*** Okunacak metin ***

Nûr Sûresi 55-57. Ayet Tefsiri


55-57 / 64


Nûr Sûresi Hakkında

Nûr sûresi Medine’de nâzil olmuştur. Âyetlerin iniş sebeplerinden hareketle sûrenin Medine dönemi boyunca peyderpey indiği anlaşılır. 64 âyettir. İsmini, 35. âyette bir temsille anlatılan “Allah’ın göklerin ve yerin nûru” olmasından alır. Mushaf tertîbine göre 24, iniş sırasına göre 102. sûredir.

*** Sıralanan materyal ***

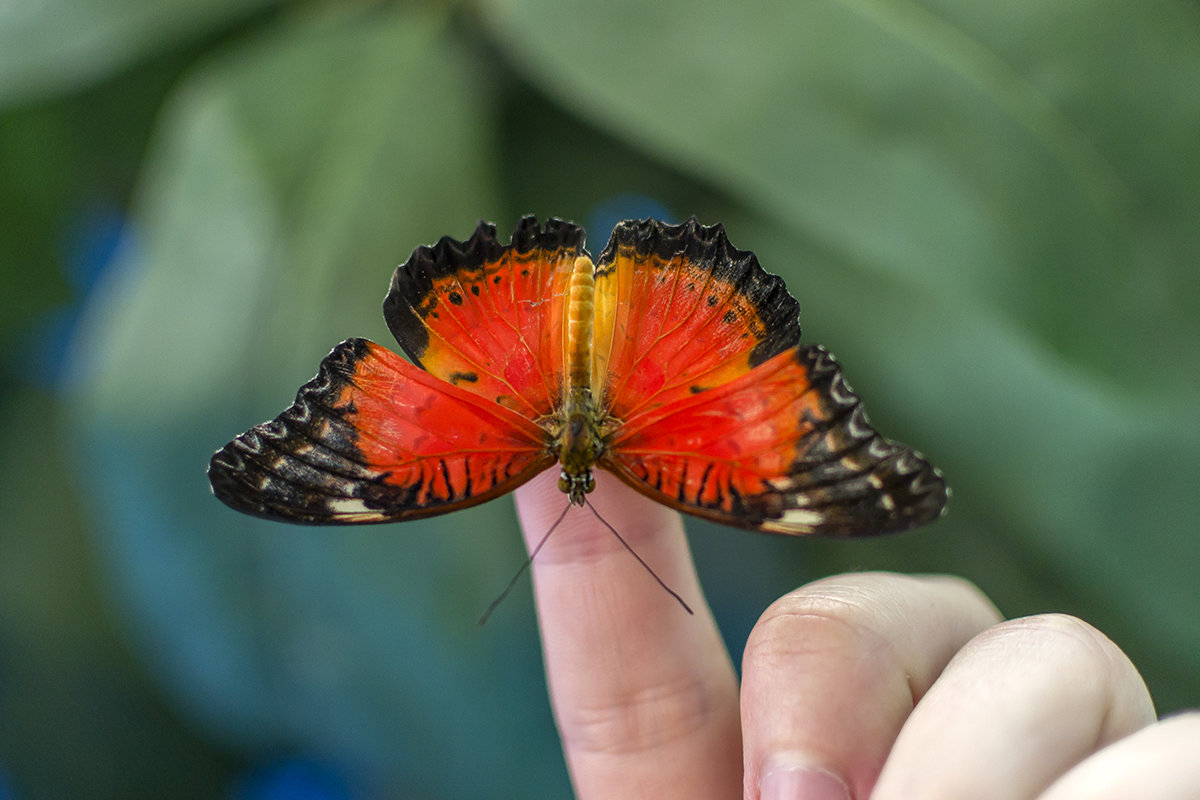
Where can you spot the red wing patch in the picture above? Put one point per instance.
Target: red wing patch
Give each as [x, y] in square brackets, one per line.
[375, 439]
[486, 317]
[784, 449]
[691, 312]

***
*** Sıralanan materyal ***

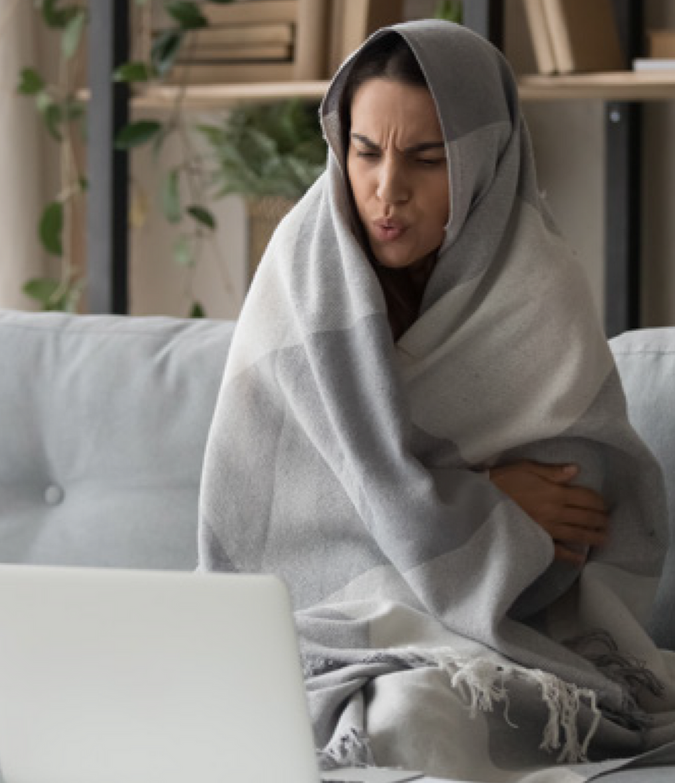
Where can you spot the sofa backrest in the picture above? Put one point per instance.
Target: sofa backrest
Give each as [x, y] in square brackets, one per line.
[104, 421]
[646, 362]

***
*** Sıralanan materyal ***

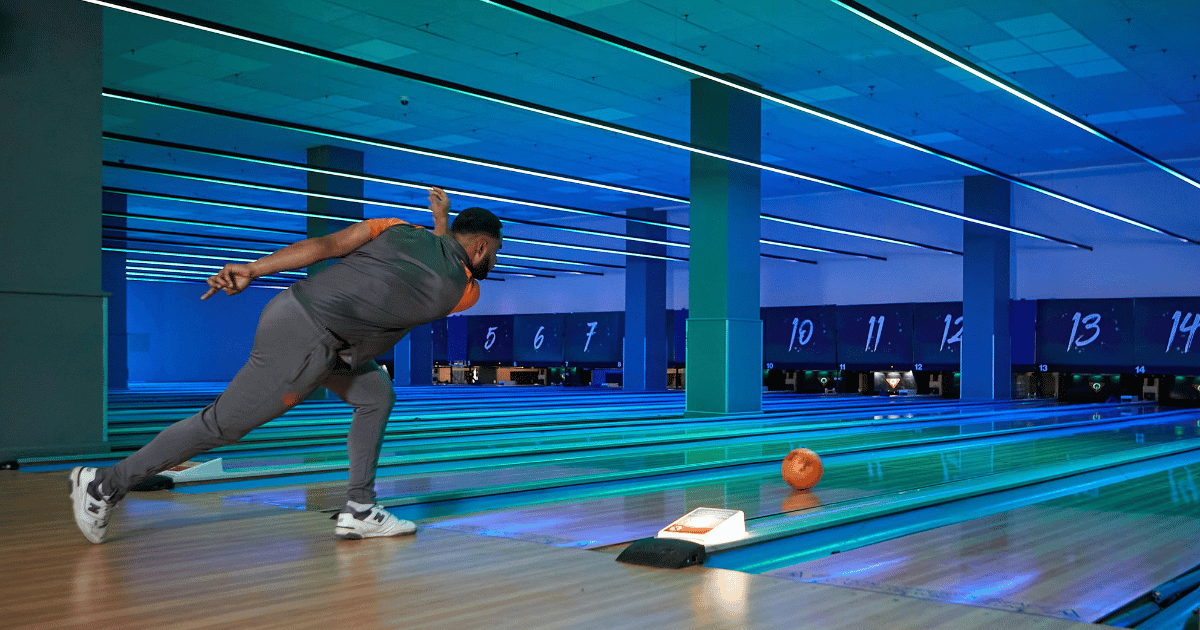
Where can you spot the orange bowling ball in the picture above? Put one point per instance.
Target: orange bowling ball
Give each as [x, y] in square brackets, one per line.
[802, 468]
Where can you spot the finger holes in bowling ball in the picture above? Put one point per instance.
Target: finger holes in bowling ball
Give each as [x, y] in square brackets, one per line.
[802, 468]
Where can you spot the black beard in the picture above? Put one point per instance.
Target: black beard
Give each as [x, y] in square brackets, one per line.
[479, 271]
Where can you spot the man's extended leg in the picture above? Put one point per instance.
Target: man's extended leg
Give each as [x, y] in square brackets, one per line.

***

[Alıştırmanın istediği] Nûr sûresiyle ilgili metinden "Nûr sûresi Medine’de" ifadesinden başlayıp "göre 102. sûredir." ifadesi de dahil olmak üzere o kısmı hiçbir değişiklik yapmadan kopyalayın. Yalnızca metni esas alın.

[Bu görevin çıktısı]
Nûr sûresi Medine’de nâzil olmuştur. Âyetlerin iniş sebeplerinden hareketle sûrenin Medine dönemi boyunca peyderpey indiği anlaşılır. 64 âyettir. İsmini, 35. âyette bir temsille anlatılan “Allah’ın göklerin ve yerin nûru” olmasından alır. Mushaf tertîbine göre 24, iniş sırasına göre 102. sûredir.